- _Exercise_:
Transcribe the lines of the records starting with the one that has "Reviewer note: confirm that every instance of the blue" in it and ending with the last, and transcribe nothing else.

- _Records for the exercise_:
=== Section Start ===
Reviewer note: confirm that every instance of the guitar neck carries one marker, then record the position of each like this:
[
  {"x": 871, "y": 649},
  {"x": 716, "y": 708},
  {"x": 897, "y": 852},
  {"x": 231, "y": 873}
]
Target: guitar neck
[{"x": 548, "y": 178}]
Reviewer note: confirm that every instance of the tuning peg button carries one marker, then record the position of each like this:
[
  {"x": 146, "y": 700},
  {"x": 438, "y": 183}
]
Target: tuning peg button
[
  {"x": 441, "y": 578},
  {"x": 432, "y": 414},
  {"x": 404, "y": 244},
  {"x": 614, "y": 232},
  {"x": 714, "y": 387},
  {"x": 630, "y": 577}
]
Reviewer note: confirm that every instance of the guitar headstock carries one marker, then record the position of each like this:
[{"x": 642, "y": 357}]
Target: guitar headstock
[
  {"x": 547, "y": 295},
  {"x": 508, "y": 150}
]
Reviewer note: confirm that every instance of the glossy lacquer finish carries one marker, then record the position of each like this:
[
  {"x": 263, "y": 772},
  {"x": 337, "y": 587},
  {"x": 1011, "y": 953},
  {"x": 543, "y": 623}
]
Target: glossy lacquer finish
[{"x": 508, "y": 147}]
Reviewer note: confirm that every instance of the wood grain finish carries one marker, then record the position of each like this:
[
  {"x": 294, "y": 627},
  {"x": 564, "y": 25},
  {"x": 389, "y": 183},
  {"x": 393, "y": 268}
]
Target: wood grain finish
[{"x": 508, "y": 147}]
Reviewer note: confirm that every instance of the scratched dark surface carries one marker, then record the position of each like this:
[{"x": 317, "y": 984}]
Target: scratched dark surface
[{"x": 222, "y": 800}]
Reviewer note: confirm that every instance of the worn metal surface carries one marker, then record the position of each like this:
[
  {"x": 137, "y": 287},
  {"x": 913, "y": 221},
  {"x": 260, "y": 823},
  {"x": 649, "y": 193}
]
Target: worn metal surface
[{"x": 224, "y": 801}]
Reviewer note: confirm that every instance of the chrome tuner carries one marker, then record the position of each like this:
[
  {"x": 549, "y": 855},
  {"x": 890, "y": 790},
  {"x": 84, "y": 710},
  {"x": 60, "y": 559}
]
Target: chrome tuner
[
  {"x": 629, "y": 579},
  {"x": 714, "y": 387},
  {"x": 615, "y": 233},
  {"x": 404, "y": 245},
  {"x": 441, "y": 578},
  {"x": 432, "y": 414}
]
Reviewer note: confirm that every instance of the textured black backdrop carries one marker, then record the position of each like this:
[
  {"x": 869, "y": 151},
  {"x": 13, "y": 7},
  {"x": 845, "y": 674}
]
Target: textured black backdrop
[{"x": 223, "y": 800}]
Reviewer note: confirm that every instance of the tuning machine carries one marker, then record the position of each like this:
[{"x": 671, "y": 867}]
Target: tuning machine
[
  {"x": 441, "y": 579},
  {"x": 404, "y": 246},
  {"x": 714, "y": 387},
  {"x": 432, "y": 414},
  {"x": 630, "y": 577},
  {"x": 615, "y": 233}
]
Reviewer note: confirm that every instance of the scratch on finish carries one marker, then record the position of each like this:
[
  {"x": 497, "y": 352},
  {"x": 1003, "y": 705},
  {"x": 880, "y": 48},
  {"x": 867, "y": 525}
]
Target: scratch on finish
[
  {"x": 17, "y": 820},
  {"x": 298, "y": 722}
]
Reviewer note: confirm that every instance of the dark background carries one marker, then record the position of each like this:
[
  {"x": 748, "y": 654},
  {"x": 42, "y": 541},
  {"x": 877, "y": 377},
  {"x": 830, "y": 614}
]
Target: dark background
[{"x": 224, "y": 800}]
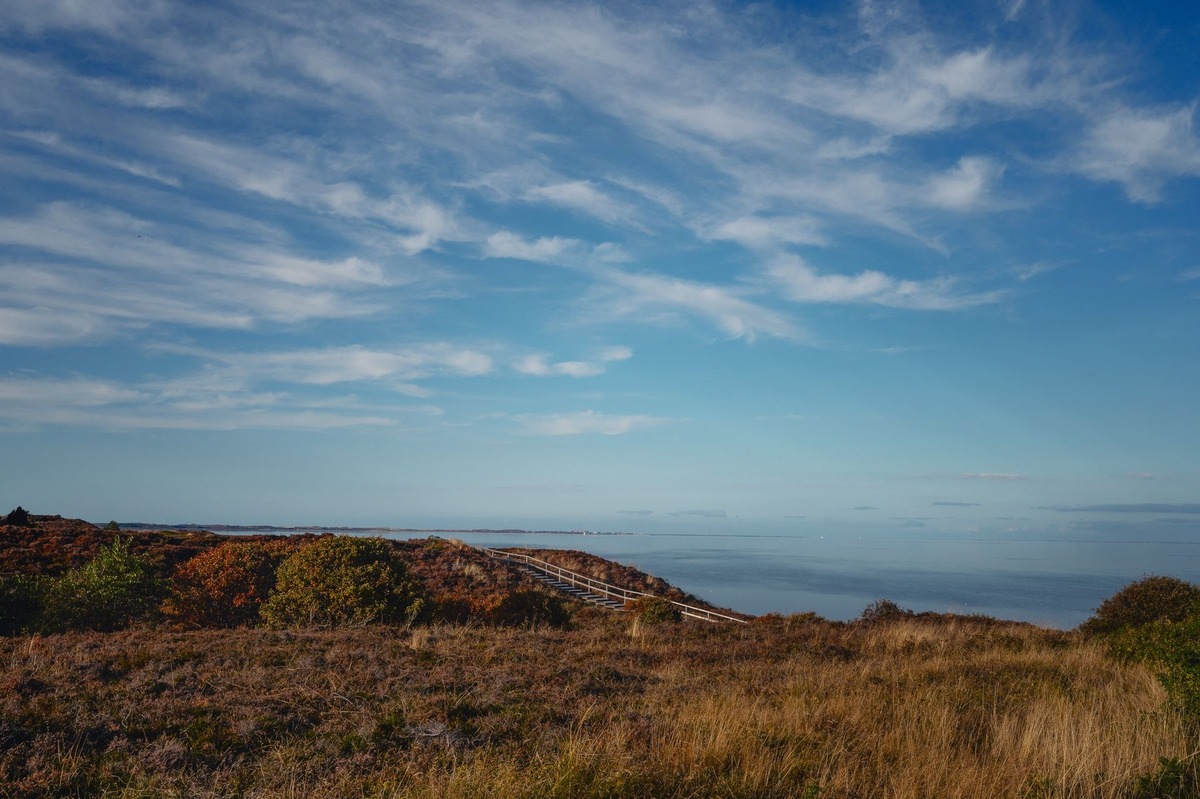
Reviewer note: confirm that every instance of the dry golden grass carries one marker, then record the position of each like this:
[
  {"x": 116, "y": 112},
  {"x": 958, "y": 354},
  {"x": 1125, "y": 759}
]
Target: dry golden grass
[{"x": 906, "y": 709}]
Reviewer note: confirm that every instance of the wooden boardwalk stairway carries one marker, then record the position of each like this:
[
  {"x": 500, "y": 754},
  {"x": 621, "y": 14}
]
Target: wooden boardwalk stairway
[{"x": 589, "y": 589}]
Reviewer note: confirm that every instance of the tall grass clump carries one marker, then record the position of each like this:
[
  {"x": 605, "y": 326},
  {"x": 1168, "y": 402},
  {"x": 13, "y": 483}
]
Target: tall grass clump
[{"x": 337, "y": 581}]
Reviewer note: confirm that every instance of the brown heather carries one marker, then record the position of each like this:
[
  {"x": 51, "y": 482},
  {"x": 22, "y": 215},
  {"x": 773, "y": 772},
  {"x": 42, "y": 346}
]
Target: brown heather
[{"x": 909, "y": 708}]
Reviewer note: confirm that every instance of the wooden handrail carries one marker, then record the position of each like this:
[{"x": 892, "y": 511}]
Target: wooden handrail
[{"x": 603, "y": 588}]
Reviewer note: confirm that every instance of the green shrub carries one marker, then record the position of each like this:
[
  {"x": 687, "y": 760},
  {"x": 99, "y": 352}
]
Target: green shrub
[
  {"x": 340, "y": 581},
  {"x": 21, "y": 602},
  {"x": 18, "y": 517},
  {"x": 1173, "y": 650},
  {"x": 108, "y": 593},
  {"x": 653, "y": 610},
  {"x": 1145, "y": 601},
  {"x": 885, "y": 611},
  {"x": 227, "y": 586}
]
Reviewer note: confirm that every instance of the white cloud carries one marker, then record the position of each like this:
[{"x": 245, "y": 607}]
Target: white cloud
[
  {"x": 994, "y": 476},
  {"x": 965, "y": 186},
  {"x": 1141, "y": 149},
  {"x": 802, "y": 283},
  {"x": 75, "y": 391},
  {"x": 541, "y": 366},
  {"x": 652, "y": 295},
  {"x": 757, "y": 232},
  {"x": 582, "y": 196},
  {"x": 587, "y": 422},
  {"x": 349, "y": 364},
  {"x": 545, "y": 250},
  {"x": 618, "y": 353}
]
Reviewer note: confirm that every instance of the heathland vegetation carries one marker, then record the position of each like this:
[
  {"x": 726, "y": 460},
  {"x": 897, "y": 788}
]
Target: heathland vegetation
[{"x": 191, "y": 665}]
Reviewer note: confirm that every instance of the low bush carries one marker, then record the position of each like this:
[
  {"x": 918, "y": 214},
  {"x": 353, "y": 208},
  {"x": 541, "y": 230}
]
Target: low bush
[
  {"x": 226, "y": 587},
  {"x": 18, "y": 517},
  {"x": 21, "y": 602},
  {"x": 885, "y": 610},
  {"x": 653, "y": 610},
  {"x": 1145, "y": 601},
  {"x": 108, "y": 593},
  {"x": 339, "y": 581}
]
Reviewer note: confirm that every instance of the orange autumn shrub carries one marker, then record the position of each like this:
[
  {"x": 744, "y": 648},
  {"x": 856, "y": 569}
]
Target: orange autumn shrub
[
  {"x": 342, "y": 581},
  {"x": 225, "y": 587}
]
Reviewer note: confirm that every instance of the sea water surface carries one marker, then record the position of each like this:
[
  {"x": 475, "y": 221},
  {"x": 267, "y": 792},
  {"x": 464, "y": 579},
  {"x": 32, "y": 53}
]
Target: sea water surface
[
  {"x": 1054, "y": 581},
  {"x": 1049, "y": 577}
]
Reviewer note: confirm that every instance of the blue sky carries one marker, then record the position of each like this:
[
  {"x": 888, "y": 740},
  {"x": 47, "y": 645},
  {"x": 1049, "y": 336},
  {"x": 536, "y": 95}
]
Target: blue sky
[{"x": 611, "y": 265}]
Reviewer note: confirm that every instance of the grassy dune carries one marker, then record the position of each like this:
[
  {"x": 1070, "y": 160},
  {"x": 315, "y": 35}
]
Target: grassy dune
[{"x": 909, "y": 708}]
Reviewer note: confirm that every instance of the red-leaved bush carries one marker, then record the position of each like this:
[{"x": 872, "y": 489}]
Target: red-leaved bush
[{"x": 226, "y": 587}]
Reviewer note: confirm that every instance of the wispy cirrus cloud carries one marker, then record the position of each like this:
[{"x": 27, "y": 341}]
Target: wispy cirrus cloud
[
  {"x": 587, "y": 422},
  {"x": 1128, "y": 508},
  {"x": 802, "y": 283}
]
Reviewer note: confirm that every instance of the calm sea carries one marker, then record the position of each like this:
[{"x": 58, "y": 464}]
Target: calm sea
[
  {"x": 1055, "y": 582},
  {"x": 1054, "y": 578}
]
=== Section End ===
- _Answer to the problem_:
Reviewer note: confirm that every instance of the blue sky carries one marker, then record the position of each like this:
[
  {"x": 888, "y": 740},
  {"x": 47, "y": 645},
  {"x": 1049, "y": 336},
  {"x": 536, "y": 95}
]
Target: blue sky
[{"x": 611, "y": 265}]
Reviewer note: confirm that every instance of the grassy dune carries one marker, then record the position of each like this:
[
  {"x": 1070, "y": 160},
  {"x": 315, "y": 35}
]
Target: grassy dune
[{"x": 909, "y": 708}]
Reviewer note: confirm that every instance of the red-leaved bush carries one marker, then record the position of each like this:
[{"x": 872, "y": 489}]
Target: red-leaved bush
[{"x": 226, "y": 587}]
Reviewer note: confirm that every instance of the wispy cirrus cloud carries one marker, then record the position of each like this:
[{"x": 27, "y": 341}]
Target: wispy cirrus cloud
[
  {"x": 587, "y": 422},
  {"x": 1128, "y": 508},
  {"x": 802, "y": 283}
]
Reviewer note: confirm that every instance of the calm sea carries one marker, then record the position of each like this:
[{"x": 58, "y": 464}]
Target: calm sea
[
  {"x": 1055, "y": 582},
  {"x": 1054, "y": 578}
]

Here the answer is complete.